**Work instructions**
1. Copy the part of the article on state spending between "Lower spending is" and "their taxes lower.", inclusive.
2. Name every person mentioned in the article on state spending.

**Given passage**
--------------------------------------------------

Lower spending is the key to fiscal sustainability

By Joseph Coletti

Raleigh, NC – As Tears for Fears sang in the 1980s, everybody wants their taxes lower.

unrecognizable man holding wallet with money
Photo by Karolina Grabowska

Well, that might not be the exact line, but the sentiment is shared across the political spectrum. Still, examples in other states and at the federal level provide frequent reminders that cutting taxes without cutting spending is unsustainable. In the past few years, Kansas and Oklahoma had to roll back tax cuts because those states did not gain control of spending. Even before passage of the CARES Act earlier this year, the federal deficit had grown when Congress reverted to a bipartisan consensus for high spending after passing the Tax Cut and Jobs Act of 2019.

As Milton Friedman said, “government spending is the true tax.” The best way to ensure low taxes in the future is to keep spending low today and limit spending growth to the rate of inflation and population growth. In the 1990s and 2000s, North Carolina tried it the other way: rapid spending that gave way, when the economy inevitably slowed, to furloughs or layoffs for government employees and tax increases for everyone else.

But even before the budget impasse of the past two years, General Fund appropriations per person remained constant, after adjusting for inflation, since 2011. That spending restraint meant, despite my concerns, North Carolina had billions of dollars available to maintain government programs without needing to cut staff or raise taxes as Governors Mike Easley and Bev Perdue did in the past two recessions. It also meant federal COVID-19 relief could go to small businesses, schools, families of school children, people who lost their jobs as a result of the pandemic or the governor’s shutdown, and other needs. Strong tax collections since July have also helped.

In addition to providing a margin to get through economic slowdowns, spending restraint provides taxpayers with more confidence in their returns on work and investment, so they work more and invest more, which means the economy does better than if government were to spend more and tax more.

How to continue keeping North Carolina’s spending under control

My new research paper, the third paper in our Big Government, Big Price Tag series, considers what the next four years might look like under Democratic priorities for higher spending generally, collective bargaining, and Medicaid expansion instead of continued spending restraint. From fiscal year 2021-22 through fiscal 2024-25, we could expect tax increases to meet the initial higher spending and likely further increases to keep up with the contemplated faster spending growth based on estimates from the previous papers in the series.

Even ignoring the projected deficits that would demand even higher taxes, if North Carolina were to depart from its spending restraint of the past decade, it would mean higher taxes, slower growth, fewer jobs, and less savings to manage through the next economic downturn. From fiscal 2022 to fiscal 2025, the impact in lost real GDP would range from $1.1 billion (a 4.8% spending increase) to $7.1 billion (a 13.4% spending increase including Medicaid and collective bargaining with mediation). Impacts would also include losing from 900 to 5,500 new or existing job opportunities per year and as much as $4.9 billion in General Fund appropriations in fiscal 2025 alone.

A constitutional tax and expenditure limit could ensure continued spending restraint in North Carolina. My paper highlights such a reform, with some improvements that could be made to the otherwise exemplary Taxpayer’s Bill of Rights in Colorado.

North Carolina legislators should first use any revenue in excess of population and inflation to ensure the state’s Savings Reserve rainy-day fund is on a path to meet the standard adopted in 2017 by a nearly unanimous General Assembly and Gov. Roy Cooper. That standard currently has a target for the Savings Reserve to be 11% of General Fund revenue, or $2.585 billion. Covering other liabilities for retirees and capital would provide additional margin for the state in future economic troubles. To ensure transparency and stability, my paper recommends using the broadest measure of inflation, the GDP deflator, and population for the three calendar years before the start of the fiscal year (for fiscal 2021-22, that will mean population and inflation for calendar years 2018, 2019, and 2020).

The General Assembly has managed North Carolina’s budget well since coming out of the last recession in 2011. Their good practice should be assured for years to come with a constitutional amendment establishing a tax and expenditure limit.

--------------------------------------------------

**Information shown**
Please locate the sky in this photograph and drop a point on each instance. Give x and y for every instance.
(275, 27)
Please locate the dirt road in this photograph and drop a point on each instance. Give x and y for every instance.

--------------------------------------------------

**Completed exercise**
1.
Lower spending is the key to fiscal sustainability

By Joseph Coletti

Raleigh, NC – As Tears for Fears sang in the 1980s, everybody wants their taxes lower.

2.
Joseph Coletti
Karolina Grabowska
Milton Friedman
Mike Easley
Bev Perdue
Roy Cooper